## What this task involves
Starting at the line that contains "If you could pick out the door", including that line, reproduce every line of the listing below through its final line, requests included. Shift each x and y coordinate in the answers by -118.
-- begin --
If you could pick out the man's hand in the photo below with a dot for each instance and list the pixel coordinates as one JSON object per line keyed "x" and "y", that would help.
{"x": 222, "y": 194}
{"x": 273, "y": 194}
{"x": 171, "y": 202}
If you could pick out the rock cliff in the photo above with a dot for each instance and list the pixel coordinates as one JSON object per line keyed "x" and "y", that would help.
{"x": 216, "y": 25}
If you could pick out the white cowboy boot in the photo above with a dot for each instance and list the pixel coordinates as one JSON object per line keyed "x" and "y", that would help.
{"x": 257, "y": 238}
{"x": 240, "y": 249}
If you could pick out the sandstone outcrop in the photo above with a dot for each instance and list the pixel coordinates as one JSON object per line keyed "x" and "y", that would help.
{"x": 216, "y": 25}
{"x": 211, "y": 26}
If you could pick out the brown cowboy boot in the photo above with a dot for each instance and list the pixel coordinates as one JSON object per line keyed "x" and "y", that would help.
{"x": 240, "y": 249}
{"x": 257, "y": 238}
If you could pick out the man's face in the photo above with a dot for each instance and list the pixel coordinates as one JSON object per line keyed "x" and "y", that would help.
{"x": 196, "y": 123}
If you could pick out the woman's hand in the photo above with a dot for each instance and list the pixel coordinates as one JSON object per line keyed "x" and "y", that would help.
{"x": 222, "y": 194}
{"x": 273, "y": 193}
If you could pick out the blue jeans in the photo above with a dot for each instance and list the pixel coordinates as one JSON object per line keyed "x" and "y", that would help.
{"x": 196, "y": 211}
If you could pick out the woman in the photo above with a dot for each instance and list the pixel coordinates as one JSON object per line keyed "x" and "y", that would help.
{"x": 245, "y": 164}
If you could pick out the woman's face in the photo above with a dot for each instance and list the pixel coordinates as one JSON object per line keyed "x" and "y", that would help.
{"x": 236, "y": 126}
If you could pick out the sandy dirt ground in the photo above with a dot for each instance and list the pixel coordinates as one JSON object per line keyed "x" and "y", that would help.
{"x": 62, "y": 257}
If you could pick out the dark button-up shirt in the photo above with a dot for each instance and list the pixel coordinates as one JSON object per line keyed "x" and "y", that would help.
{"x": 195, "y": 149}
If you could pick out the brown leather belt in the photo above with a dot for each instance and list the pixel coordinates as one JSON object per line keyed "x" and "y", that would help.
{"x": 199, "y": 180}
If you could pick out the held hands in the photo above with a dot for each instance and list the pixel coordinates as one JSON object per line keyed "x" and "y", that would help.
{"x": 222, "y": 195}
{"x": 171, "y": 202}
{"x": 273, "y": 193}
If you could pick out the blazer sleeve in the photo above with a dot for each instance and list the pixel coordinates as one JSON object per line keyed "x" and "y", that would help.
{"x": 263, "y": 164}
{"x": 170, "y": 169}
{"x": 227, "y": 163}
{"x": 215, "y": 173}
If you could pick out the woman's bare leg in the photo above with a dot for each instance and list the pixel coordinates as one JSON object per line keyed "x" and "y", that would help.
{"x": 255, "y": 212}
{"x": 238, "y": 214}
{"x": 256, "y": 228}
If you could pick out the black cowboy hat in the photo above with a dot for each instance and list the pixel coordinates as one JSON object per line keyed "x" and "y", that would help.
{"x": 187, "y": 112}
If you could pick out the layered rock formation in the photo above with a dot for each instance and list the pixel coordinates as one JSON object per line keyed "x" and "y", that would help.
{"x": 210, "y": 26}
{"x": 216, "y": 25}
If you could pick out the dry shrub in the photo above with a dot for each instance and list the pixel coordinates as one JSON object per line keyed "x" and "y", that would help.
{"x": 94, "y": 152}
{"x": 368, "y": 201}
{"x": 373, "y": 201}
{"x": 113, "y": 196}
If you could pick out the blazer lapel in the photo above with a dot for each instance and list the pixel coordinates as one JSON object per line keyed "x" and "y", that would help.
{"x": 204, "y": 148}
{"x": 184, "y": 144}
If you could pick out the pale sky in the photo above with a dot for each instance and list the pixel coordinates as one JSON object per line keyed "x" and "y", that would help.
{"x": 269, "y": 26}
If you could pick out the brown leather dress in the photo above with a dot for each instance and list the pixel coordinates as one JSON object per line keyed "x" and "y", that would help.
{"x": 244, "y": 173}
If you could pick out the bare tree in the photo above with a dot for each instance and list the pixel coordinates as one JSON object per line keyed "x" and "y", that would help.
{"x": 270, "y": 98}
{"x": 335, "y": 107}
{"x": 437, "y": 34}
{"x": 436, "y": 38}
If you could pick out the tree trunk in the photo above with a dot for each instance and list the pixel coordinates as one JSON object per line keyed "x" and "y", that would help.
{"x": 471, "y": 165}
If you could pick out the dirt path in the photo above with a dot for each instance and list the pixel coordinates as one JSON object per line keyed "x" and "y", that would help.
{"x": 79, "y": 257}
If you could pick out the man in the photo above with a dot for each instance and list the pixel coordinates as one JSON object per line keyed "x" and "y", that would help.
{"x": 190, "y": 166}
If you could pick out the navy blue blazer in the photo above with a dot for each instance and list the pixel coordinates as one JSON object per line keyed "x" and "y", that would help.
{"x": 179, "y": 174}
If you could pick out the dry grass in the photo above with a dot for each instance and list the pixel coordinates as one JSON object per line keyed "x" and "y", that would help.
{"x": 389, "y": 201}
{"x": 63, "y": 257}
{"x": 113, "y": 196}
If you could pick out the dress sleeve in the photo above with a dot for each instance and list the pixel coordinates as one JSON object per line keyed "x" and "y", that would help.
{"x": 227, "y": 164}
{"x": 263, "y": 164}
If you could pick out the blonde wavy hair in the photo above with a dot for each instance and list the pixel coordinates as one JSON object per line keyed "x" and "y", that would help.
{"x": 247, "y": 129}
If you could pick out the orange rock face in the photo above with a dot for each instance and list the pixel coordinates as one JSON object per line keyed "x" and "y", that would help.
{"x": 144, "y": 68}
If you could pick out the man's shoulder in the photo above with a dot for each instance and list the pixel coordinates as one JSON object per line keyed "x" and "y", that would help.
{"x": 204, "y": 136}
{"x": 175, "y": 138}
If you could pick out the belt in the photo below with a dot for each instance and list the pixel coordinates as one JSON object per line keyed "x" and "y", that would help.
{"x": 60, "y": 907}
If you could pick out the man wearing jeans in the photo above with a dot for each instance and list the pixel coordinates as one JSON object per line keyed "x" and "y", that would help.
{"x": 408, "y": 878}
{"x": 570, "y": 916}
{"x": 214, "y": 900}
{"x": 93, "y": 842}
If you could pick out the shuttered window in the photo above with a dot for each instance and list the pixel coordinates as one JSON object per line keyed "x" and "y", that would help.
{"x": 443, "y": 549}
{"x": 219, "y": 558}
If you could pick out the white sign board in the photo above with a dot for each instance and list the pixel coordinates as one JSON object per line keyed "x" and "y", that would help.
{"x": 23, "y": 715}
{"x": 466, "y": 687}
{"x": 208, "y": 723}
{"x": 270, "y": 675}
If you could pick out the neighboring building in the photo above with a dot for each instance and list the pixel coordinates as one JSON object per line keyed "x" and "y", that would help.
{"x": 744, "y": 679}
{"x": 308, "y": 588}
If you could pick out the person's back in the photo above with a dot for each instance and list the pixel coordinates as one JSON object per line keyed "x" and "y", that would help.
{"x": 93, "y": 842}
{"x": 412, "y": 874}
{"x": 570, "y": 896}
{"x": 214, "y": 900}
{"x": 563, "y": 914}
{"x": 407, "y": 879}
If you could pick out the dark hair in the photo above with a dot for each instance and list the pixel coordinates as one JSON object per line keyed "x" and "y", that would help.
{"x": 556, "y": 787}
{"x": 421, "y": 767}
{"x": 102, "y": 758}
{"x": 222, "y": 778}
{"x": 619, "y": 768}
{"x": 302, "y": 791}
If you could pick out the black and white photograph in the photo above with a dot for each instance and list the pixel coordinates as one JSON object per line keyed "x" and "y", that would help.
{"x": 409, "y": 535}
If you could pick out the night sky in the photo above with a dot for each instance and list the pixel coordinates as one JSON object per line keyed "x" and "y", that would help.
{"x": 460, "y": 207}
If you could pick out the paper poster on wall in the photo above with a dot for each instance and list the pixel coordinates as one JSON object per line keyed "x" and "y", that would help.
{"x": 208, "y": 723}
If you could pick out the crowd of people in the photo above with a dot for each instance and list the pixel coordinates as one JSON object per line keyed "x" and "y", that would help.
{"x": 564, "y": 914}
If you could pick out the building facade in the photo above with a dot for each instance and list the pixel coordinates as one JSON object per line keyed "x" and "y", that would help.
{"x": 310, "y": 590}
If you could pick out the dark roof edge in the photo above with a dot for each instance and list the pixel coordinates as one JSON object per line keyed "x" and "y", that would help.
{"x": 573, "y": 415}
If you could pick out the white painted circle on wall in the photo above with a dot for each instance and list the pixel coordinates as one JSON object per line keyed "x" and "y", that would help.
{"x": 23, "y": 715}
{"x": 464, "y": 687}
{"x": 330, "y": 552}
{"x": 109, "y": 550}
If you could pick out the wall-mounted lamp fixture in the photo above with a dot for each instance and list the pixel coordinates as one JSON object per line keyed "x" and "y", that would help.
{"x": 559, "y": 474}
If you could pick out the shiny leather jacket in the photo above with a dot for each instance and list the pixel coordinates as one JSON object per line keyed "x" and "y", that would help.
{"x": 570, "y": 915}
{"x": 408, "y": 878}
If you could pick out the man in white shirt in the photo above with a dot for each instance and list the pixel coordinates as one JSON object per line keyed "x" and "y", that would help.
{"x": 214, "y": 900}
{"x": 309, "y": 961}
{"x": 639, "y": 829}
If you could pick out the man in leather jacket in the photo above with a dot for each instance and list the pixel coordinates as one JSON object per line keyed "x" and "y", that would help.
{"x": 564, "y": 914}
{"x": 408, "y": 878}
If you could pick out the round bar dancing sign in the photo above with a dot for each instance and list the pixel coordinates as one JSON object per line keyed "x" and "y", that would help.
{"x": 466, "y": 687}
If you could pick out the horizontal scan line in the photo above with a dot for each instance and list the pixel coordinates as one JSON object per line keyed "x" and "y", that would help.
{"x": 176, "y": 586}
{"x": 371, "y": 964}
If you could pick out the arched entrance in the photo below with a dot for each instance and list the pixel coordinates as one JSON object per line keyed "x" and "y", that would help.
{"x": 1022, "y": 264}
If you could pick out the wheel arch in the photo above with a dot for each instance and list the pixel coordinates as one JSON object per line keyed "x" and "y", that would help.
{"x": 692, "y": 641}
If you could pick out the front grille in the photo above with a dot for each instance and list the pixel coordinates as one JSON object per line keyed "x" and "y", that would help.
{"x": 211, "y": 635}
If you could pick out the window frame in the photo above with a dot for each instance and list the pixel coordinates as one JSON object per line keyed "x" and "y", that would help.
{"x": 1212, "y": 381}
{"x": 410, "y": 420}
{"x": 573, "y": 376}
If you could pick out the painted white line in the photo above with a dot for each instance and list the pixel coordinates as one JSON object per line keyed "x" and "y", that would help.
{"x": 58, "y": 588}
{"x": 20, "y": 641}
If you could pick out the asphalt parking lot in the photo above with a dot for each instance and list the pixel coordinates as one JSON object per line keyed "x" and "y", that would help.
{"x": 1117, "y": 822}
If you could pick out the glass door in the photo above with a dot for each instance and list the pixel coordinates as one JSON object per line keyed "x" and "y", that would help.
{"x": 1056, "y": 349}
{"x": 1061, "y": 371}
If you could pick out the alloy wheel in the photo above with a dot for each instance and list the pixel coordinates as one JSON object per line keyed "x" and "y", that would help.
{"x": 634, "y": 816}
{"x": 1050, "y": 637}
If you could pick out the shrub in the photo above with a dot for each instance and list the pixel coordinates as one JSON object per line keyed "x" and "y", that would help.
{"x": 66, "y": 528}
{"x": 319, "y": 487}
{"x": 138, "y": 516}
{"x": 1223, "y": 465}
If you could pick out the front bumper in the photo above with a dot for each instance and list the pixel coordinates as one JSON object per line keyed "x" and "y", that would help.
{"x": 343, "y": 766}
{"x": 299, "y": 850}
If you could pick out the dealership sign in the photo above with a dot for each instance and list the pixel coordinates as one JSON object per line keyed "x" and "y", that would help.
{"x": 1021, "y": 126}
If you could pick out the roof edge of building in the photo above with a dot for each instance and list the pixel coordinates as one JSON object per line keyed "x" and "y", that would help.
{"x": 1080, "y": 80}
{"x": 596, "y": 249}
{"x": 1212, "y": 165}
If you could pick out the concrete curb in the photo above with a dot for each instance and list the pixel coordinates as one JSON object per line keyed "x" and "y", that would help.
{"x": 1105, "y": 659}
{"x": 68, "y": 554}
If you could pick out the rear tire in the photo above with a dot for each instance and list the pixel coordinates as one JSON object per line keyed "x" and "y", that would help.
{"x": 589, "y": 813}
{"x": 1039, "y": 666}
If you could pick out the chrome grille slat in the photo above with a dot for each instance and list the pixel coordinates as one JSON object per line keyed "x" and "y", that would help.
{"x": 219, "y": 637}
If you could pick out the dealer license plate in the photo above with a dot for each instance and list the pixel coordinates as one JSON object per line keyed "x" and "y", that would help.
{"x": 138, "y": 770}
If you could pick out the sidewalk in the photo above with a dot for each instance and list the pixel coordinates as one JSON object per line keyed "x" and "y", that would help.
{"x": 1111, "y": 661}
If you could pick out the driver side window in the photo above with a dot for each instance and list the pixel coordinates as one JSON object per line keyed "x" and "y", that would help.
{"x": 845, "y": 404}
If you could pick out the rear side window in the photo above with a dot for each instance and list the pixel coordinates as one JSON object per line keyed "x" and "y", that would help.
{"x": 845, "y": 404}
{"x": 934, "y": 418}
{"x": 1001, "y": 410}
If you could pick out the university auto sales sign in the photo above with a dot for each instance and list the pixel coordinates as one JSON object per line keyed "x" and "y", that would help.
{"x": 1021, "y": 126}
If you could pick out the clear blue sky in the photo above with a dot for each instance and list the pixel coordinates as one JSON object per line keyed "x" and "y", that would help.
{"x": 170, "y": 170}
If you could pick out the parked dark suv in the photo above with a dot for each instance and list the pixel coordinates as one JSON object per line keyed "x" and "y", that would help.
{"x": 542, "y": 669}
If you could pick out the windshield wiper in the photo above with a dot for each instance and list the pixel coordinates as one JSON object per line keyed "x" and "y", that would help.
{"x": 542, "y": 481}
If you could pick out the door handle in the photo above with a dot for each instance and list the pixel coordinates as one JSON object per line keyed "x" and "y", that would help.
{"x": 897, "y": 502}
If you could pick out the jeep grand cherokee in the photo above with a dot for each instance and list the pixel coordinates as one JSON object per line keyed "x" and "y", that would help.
-- end --
## Solution to this task
If you could pick out the door handle in the photo above with a dot for each instance and list the pixel coordinates as one JSON object per line keyed "x" and "y", that would help.
{"x": 779, "y": 384}
If you could pick out the jeep grand cherokee in the photo above with a dot for each instance and list the pixel coordinates as one JSON object per line keyed "x" and "y", that would help.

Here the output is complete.